=== Task details ===
Your task is to print all of the material verbatim.

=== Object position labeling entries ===
'''
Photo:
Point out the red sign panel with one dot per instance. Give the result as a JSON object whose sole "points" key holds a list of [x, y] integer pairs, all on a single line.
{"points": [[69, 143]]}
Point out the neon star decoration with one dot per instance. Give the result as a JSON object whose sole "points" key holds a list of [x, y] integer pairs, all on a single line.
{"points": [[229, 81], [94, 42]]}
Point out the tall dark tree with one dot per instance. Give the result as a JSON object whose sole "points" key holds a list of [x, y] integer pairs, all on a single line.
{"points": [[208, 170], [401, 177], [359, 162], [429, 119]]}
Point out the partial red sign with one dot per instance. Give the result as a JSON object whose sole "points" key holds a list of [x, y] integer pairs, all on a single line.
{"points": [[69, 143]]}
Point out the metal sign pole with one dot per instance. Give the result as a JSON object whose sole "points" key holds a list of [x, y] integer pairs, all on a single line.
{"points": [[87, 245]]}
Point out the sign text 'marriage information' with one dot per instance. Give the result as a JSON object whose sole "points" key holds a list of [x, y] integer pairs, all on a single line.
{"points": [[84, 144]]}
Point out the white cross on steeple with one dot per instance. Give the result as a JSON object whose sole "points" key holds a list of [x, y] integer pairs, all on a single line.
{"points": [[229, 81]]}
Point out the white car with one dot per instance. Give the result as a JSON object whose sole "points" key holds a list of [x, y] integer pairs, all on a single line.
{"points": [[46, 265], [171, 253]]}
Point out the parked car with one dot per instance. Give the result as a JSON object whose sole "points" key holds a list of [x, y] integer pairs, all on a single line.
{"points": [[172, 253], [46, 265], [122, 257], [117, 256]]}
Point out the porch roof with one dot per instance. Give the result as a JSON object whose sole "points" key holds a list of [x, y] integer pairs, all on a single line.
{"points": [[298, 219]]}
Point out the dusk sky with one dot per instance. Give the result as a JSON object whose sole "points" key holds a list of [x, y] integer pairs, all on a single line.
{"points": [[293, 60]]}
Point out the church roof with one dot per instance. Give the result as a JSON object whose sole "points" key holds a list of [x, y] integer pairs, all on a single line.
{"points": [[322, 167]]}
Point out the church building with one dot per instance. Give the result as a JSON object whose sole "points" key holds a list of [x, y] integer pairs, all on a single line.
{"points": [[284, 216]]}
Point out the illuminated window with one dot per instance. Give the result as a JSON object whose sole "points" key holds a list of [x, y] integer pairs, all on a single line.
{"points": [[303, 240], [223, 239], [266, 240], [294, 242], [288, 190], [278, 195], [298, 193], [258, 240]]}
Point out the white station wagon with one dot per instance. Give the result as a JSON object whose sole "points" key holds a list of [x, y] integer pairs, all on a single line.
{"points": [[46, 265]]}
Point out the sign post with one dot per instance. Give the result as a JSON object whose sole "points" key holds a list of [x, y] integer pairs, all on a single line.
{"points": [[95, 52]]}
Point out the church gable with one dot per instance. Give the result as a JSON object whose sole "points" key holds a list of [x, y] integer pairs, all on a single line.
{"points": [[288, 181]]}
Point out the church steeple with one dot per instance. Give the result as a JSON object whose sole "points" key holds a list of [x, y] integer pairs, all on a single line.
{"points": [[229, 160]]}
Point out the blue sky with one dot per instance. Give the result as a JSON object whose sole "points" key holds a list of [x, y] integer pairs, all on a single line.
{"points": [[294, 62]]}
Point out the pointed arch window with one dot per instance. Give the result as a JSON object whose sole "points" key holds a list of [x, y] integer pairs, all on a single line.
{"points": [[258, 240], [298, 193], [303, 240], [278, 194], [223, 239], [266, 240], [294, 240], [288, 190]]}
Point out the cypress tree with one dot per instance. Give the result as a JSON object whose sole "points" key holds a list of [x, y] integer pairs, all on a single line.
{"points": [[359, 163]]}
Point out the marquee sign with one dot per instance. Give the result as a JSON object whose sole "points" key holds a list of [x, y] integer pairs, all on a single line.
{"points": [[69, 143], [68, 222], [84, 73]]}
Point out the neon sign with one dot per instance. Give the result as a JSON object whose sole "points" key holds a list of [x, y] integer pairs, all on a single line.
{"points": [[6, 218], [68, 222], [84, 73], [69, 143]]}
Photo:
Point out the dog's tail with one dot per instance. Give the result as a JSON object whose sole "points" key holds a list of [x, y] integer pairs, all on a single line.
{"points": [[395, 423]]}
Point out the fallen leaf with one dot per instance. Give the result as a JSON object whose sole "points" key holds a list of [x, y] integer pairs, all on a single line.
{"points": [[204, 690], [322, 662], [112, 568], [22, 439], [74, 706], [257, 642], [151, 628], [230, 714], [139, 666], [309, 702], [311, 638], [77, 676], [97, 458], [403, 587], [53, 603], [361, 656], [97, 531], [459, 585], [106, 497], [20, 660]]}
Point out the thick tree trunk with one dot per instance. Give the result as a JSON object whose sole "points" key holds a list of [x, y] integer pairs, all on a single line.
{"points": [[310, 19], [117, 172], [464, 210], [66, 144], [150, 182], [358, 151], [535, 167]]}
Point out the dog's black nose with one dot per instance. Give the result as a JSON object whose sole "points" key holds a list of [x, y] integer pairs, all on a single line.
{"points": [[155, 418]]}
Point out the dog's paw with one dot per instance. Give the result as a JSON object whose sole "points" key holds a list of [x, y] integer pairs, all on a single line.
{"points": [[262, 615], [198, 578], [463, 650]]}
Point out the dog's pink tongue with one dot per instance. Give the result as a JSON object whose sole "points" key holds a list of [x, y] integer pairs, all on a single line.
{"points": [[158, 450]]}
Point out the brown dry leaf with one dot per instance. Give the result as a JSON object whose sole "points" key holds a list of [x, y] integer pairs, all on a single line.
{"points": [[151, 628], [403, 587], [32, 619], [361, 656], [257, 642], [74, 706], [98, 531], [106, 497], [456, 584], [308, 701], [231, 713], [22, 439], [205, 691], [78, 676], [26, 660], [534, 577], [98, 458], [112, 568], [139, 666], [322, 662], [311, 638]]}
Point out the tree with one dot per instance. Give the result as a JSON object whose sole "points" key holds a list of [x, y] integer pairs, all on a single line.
'''
=== Result of this task ===
Photo:
Point out the red sign panel with one dot per instance. Give the result as a JSON object whose sole "points" key holds a list of [x, y] integer pairs, all on a single line.
{"points": [[69, 143]]}
Point out the neon star decoration with one dot per instance. Give the result as a JSON object whose sole "points" key holds a list of [x, y] integer pairs, all on a single line.
{"points": [[229, 81], [94, 42]]}
Point out the tall dark tree with one dot per instance. Give the result as a JSON object whose sole "points" key holds a list of [x, y] integer pairs, all on a single line.
{"points": [[208, 170], [401, 177], [359, 162], [429, 119]]}
Point out the partial red sign with one dot per instance. Give the result as a JSON object whose sole "points" key holds a list of [x, y] integer pairs, all on a single line.
{"points": [[69, 143]]}
Point out the metal sign pole with one dot per instance. Give the result as a JSON object whose sole "points" key holds a list of [x, y] integer pairs, all on a single line.
{"points": [[87, 245]]}
Point out the sign text 'marriage information' with one dot per instance. Give the result as a JSON object whose sole "points" key holds a list of [x, y] integer pairs, all on a single line.
{"points": [[84, 144]]}
Point out the white cross on steeple with one dot per instance. Give the result as a JSON object whose sole "points" key holds a list of [x, y] integer pairs, all on a single line.
{"points": [[229, 81]]}
Point out the white car with one dot per instance. Give the result as a JSON object whose sole "points" key holds a list of [x, y] integer pairs, all on a single line.
{"points": [[46, 265], [171, 253]]}
Point out the parked car with one dot per instance. Give the result as a JSON object whose sole "points" key holds a list of [x, y] integer pairs, all on a single line.
{"points": [[172, 253], [46, 265], [122, 257], [117, 256]]}
Point out the porch roof with one dot per instance. Give the result as a JSON object whose sole "points" key holds a list of [x, y] integer pairs, all on a single line.
{"points": [[298, 219]]}
Point out the dusk sky with one dot per instance. Give the result as a JSON object whose sole "points" key holds a list of [x, y] integer pairs, all on a single line.
{"points": [[293, 60]]}
Point out the church roof with one dot per instance. Give the result as a JSON object whose sole "points" key holds a list of [x, y] integer pairs, all on a single line.
{"points": [[322, 167]]}
Point out the church building with one dot per instance. Give the result as a JSON object whose sole "points" key holds a list of [x, y] integer pairs, all on a single line.
{"points": [[284, 216]]}
Point out the illuminated window with one dot per instance. Give the result as a JSON object whose sole "points" key holds a list of [x, y] integer pairs, all on a single line.
{"points": [[303, 240], [223, 239], [266, 240], [294, 242], [288, 190], [278, 195], [298, 193], [258, 240]]}
Point out the white station wagon with one dot per instance. Give the result as a JSON object whose sole "points" key holds a list of [x, y] integer pairs, all on a single line.
{"points": [[46, 265]]}
Point out the sign post with one dot per instance. Give the result as a JSON object whose sole "points" key holds a list of [x, y] integer pairs, all on a single line.
{"points": [[95, 52]]}
Point out the church gable with one dot per instance. Give the result as a JSON object whose sole "points" key holds a list of [x, y] integer pairs, all on a single line.
{"points": [[288, 181]]}
Point out the church steeple with one dot per instance. Give the result as a JSON object whose sole "points" key holds a list of [x, y] integer pairs, all on a single line.
{"points": [[229, 160]]}
Point out the blue sky with one dot per instance. Give the result as a JSON object whose sole "points" key holds a list of [x, y] integer pairs, all on a single line.
{"points": [[294, 62]]}
Point out the pointed arch window with one dot per instance. Give the result as a JSON object whose sole "points" key holds a list of [x, y] integer pairs, all on a single line.
{"points": [[258, 240], [298, 193], [303, 240], [278, 194], [223, 239], [266, 240], [294, 240], [288, 190]]}
Point out the cypress tree with one dot per instance. Give the result as a JSON object whose sole "points" key holds a list of [x, y] integer pairs, all on a single line.
{"points": [[359, 163]]}
Point out the marquee sign with one dot per instance. Give the result as a JSON object whose sole "points" key holds a list of [x, y] integer pairs, all on a single line.
{"points": [[69, 143], [68, 222], [84, 73]]}
Point out the neon sign with one dot per instance. Give the result as a JSON object whose sole "points" key holds a list of [x, y] integer pairs, all on a single line.
{"points": [[6, 218], [68, 222], [84, 73], [69, 143]]}
Photo:
Point out the dog's tail with one dot per instance. Give the result as a JSON object whose sole "points" key holds a list of [x, y] integer pairs, all on a single line.
{"points": [[395, 423]]}
Point out the fallen leaf with one dot per instance. Give the result as a JSON object whose sole "points" key holds a list of [x, y] integer pairs, all on a single line.
{"points": [[204, 690], [322, 662], [112, 568], [22, 439], [74, 706], [257, 642], [151, 628], [230, 714], [139, 666], [309, 702], [311, 638], [77, 676], [97, 458], [403, 587], [53, 603], [361, 656], [97, 531], [459, 585], [106, 497], [20, 660]]}
Point out the thick tree trunk with one dot per instance. Give the result as a JSON object whose sole "points" key holds a list of [x, y] integer pairs, all on a single line.
{"points": [[310, 19], [117, 172], [464, 210], [66, 144], [150, 182], [358, 151], [535, 167]]}
Point out the dog's black nose with one dot per instance. Give the result as a JSON object whose sole "points" key holds a list of [x, y] integer pairs, all on a single line.
{"points": [[155, 418]]}
Point out the dog's paw with one dot per instance. Give the result as a JSON object whose sole "points" key holds a list of [x, y] integer pairs, all on a single line.
{"points": [[262, 615], [198, 578], [463, 650]]}
Point out the dog's pink tongue with one dot per instance. Give the result as a JSON object whose sole "points" key holds a list of [x, y] integer pairs, all on a single line.
{"points": [[158, 450]]}
Point out the brown dry leaf with one dot per instance. Give the result as a JSON object whose sole "points" key holds a list of [x, y] integer pairs, all on a single line.
{"points": [[151, 628], [403, 587], [32, 619], [361, 656], [257, 642], [74, 706], [98, 531], [106, 497], [456, 584], [308, 701], [231, 713], [22, 439], [205, 691], [78, 676], [26, 660], [534, 577], [98, 458], [112, 568], [139, 666], [322, 662], [311, 638]]}
Point out the tree with one dot per instance. Give the result as a JSON object whose sole "points" key holds a list of [x, y] integer pairs, all on a single line.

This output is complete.